AIM OF THE TASK. State how many lines in the material below contain the word "loader", giving only the number.

________________________

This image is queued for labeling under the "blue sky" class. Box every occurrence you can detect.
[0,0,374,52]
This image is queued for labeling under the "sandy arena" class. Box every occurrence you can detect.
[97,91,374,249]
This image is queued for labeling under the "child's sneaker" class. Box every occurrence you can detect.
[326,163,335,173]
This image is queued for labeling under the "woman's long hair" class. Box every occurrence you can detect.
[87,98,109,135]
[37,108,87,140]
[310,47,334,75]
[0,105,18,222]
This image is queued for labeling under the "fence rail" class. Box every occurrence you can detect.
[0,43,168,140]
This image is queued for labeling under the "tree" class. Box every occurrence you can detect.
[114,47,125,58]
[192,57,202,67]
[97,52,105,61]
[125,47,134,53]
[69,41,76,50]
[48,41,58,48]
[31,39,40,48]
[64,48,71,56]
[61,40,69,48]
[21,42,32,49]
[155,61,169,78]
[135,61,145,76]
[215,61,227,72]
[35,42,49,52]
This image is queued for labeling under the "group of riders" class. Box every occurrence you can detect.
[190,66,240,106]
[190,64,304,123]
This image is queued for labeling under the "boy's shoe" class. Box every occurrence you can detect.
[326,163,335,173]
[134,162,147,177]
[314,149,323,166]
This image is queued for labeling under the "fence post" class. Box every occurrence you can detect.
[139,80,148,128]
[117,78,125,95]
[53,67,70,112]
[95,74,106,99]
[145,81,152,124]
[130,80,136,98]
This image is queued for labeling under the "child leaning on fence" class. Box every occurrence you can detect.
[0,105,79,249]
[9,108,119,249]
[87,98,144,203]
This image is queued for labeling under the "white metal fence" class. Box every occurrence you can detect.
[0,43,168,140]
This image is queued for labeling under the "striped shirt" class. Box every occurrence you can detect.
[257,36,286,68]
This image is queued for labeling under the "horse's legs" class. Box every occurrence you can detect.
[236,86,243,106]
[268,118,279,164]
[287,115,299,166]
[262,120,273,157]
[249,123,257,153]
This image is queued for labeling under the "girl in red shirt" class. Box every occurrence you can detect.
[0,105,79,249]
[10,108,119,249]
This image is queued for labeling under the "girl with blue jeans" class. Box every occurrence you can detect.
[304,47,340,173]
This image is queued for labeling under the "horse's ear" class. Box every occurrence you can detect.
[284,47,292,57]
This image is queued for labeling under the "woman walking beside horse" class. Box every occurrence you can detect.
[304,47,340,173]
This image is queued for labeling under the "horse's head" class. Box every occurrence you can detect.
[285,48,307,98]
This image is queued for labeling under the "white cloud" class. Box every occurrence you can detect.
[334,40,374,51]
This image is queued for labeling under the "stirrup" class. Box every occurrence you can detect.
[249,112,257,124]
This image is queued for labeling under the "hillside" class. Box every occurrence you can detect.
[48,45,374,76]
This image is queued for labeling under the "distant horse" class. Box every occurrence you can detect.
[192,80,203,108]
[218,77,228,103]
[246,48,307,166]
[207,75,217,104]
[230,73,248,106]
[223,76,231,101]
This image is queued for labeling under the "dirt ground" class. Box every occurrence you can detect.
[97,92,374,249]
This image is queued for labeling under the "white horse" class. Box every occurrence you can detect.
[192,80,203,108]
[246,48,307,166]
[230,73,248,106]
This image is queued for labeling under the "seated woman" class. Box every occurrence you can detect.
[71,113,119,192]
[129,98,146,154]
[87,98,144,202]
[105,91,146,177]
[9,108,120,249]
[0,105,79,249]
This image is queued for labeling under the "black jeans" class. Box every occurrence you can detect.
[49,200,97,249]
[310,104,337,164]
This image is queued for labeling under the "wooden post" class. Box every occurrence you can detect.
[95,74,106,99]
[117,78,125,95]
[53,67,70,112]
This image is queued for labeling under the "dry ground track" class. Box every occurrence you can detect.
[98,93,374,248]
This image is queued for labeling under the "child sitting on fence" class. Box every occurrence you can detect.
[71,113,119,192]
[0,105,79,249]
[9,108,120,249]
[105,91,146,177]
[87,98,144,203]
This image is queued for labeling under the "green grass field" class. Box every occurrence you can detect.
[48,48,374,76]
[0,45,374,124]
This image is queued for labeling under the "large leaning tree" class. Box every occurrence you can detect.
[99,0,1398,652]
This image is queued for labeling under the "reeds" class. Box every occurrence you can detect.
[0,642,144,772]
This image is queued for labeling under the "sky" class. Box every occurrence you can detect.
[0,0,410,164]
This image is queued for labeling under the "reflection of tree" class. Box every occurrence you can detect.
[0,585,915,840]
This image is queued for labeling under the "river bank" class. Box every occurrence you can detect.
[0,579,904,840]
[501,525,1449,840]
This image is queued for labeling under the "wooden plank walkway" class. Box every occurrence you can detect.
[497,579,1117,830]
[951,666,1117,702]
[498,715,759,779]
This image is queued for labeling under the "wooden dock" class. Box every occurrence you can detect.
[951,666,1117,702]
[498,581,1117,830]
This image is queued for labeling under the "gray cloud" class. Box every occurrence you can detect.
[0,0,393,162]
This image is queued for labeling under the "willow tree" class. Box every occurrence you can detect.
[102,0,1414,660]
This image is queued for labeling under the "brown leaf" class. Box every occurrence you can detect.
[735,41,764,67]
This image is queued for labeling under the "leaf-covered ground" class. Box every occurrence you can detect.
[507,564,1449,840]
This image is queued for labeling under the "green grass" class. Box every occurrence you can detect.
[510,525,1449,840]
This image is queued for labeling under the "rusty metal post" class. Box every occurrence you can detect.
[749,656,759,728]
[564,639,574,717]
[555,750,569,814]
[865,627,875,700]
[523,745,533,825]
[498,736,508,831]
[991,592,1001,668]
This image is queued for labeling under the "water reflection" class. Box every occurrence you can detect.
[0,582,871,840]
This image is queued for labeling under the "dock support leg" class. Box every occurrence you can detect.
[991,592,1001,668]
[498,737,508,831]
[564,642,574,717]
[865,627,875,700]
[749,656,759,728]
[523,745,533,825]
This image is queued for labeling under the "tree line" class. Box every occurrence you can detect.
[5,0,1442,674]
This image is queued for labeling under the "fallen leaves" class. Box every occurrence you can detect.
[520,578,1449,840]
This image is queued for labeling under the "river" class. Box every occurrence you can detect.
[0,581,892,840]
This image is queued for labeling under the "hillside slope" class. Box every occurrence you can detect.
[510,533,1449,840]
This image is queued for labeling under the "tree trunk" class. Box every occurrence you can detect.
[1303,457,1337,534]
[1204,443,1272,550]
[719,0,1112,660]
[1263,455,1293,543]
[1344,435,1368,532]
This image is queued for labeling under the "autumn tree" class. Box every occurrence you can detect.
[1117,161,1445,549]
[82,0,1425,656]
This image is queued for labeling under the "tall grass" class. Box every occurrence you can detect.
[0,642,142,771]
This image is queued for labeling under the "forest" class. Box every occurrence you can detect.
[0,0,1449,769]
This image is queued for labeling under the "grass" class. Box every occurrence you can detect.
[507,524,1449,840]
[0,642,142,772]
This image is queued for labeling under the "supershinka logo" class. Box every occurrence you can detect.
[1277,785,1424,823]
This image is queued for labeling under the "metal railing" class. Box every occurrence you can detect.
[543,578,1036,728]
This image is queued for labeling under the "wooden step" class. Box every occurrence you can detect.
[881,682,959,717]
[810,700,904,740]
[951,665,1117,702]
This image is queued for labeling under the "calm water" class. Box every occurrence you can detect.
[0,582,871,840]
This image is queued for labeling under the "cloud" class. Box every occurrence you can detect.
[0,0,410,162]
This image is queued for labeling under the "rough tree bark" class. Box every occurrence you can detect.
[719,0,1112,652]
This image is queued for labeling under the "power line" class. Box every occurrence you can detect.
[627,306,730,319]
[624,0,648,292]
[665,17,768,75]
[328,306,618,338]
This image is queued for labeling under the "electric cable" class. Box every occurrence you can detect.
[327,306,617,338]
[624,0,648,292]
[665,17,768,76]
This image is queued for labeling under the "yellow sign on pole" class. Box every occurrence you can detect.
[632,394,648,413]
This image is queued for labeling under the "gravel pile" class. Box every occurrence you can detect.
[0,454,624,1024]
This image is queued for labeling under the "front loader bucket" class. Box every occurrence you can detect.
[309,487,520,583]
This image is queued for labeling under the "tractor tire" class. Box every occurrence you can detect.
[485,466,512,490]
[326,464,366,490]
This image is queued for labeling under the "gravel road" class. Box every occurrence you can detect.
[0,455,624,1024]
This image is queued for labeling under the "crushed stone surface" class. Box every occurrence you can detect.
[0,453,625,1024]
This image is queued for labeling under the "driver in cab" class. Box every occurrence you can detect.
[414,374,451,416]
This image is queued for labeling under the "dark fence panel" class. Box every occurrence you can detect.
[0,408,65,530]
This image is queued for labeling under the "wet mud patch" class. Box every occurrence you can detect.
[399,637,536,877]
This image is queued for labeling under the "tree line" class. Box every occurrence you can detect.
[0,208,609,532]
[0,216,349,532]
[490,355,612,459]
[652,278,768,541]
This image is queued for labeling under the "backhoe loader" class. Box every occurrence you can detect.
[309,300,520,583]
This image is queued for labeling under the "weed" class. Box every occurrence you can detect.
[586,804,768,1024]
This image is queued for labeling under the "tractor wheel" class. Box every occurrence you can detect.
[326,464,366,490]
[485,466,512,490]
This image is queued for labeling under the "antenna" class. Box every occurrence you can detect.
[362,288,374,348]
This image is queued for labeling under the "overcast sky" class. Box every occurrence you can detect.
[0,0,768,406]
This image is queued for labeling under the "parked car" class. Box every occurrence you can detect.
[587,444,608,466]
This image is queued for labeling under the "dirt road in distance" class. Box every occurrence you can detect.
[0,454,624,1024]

________________________

RESULT OF THE EXERCISE. 2